• [Consigne donnée A]: Sur quel mot porte la nuance fine examinée dans l'extrait choisi ?

On entend et on utilise souvent certains mots de façon incorrecte, sans même s’en douter. Généralement, c’est que l’erreur est très répandue, « passée dans l’usage » et donc, on croit que le message est compris comme on le souhaite. Mais selon à qui on s’adresse, il est peut-être présomptueux de croire que notre interlocuteur utilise nécessairement notre idiolecte (
idiolecte : « (Linguistique) Ensemble des particularités langagières propre à un individu donné. »
(1)).
Ainsi, je m’intéresse aujourd’hui à une nuance fine du mot
dispendieux, puisqu’elle semble inconnue de nombreuses gens.
Soit les exemples suivants :
« Je ne peux pas m’offrir ces chaussures à 500 $, elles sont beaucoup trop
dispendieuses! »,
« Mon amie m’a vendu sa voiture Hyundai Accent 1998 pour la somme de 500 $. Je trouve toutefois que cette voiture est
dispendieuse. »,
« Mon amie s’est acheté une voiture neuve pour 35 000 $. Je trouve cette voiture
dispendieuse! ».

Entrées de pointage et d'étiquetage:
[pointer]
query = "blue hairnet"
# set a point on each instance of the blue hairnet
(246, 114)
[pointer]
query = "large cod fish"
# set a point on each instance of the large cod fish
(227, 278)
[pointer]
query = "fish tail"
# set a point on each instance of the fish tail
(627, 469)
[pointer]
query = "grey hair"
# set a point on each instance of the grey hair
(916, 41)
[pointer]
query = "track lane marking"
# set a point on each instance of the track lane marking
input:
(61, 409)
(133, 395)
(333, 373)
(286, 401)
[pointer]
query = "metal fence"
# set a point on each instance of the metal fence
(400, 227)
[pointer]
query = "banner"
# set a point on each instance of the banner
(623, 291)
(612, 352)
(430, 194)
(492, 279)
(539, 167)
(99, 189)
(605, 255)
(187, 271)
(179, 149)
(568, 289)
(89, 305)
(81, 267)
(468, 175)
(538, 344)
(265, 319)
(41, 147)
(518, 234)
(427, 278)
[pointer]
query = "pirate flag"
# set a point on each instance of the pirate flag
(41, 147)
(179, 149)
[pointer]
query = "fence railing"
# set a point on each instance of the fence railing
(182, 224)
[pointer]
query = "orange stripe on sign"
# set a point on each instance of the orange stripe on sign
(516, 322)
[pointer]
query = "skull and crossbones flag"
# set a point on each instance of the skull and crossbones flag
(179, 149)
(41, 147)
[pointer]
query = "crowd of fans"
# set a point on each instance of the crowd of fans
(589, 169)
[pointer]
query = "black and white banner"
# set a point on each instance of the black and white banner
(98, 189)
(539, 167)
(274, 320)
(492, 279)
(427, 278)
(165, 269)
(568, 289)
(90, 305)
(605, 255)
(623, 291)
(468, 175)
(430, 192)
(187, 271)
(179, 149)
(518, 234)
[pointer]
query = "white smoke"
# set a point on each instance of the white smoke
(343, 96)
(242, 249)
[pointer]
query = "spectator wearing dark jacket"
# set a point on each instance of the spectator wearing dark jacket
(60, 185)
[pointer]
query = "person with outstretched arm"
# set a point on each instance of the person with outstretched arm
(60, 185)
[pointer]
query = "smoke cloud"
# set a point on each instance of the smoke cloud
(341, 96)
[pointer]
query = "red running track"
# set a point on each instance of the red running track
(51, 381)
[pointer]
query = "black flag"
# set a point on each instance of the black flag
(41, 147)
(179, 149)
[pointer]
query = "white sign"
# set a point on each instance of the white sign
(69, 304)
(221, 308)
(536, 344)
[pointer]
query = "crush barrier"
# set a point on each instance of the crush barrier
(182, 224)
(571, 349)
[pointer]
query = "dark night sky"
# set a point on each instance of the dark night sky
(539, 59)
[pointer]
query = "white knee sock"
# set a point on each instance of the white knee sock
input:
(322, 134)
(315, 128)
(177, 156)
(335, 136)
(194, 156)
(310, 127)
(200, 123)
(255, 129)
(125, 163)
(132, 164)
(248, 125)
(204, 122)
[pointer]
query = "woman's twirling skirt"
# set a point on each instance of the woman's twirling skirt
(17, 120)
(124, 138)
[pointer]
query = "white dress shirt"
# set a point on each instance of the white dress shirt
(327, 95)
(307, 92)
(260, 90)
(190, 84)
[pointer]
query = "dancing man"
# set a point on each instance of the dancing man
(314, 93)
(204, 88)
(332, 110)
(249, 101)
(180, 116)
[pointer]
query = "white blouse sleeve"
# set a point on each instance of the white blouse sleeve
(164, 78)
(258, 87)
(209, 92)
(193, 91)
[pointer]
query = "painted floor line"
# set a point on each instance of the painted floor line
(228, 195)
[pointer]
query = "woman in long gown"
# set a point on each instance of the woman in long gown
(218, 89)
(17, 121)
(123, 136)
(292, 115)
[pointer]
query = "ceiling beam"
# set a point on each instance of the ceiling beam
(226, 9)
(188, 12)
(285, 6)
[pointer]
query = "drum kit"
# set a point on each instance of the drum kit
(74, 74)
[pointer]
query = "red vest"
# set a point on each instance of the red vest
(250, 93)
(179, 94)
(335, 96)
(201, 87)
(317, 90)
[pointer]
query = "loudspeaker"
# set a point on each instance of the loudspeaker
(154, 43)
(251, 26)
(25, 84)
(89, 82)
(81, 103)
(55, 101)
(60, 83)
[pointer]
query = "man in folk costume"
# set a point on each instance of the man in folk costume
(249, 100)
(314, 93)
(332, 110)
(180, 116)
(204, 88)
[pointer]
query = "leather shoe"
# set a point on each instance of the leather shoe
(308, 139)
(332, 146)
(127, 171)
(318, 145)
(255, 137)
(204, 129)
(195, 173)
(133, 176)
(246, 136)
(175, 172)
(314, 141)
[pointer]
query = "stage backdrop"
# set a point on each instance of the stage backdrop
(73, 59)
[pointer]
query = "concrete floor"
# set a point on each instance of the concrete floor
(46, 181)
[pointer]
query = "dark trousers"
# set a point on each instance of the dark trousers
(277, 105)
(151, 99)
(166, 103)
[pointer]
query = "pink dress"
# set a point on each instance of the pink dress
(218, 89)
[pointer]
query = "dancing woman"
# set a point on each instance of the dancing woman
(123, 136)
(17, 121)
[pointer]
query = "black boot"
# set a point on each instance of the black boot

• [Consigne donnée B]: Repérez dans les enregistrements chaque ligne qui contient la chaîne « beam » et recopiez-la. Tenez compte des majuscules et des minuscules.

• [Réponse écrite A]: Sur le mot « dispendieux ».

• [Réponse écrite B]:
query = "ceiling beam"
# set a point on each instance of the ceiling beam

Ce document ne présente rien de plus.